文書の抜粋 →
○ ○ ○

もっと大きな賜物と最も優れた道

2021年1月3日
コリントの信徒への手紙一12章28~31節
        
主の御名を賛美します。私は学生の時に、将来のいつの日にか、子どもを育てる時があれば役に立つかも知れないと思って教員の資格を取りました。中学と高校の先生で科目は理科と水産です。その様なこともあって、若い時に塾で教師をしたことがあります。

教師というと茂原教会でも子ども礼拝の教師、また学校の教師をされている、またされていた方もおられます。塾の教師をしていた時に、「教師は5者たれ」という話を聞いて良く覚えています。5者とは、学者、易者、医者、役者、芸者です。

学者は学問の知識を持つこと、易者は試験の傾向を分析して予測すること、医者は生徒の健康状況を診てフォローすること、役者は必要な役割を演じること、芸者は生徒を励ますことです。これは教師に限らずにあらゆる立場の人に必要なことである思います。教師の5者を思いつつ今日の御言を聴かせて頂きましょう。

○ ○ ○

データ抜粋 →
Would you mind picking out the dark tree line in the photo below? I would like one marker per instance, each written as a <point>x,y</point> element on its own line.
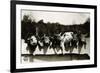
<point>30,27</point>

○ ○ ○

問題文 →
文書の抜粋について、次の問いに答えてください。
(a) 筆者が取った教員資格の科目は何ですか。
(b) 「5者」とはどの五つを指しますか。
(c) 5者のうち「易者」は何をすることとされていますか。
このデータは文書の抜粋とは別の資料です。

解答 →
(a) 理科と水産です。
(b) 学者、易者、医者、役者、芸者です。
(c) 試験の傾向を分析して予測することです。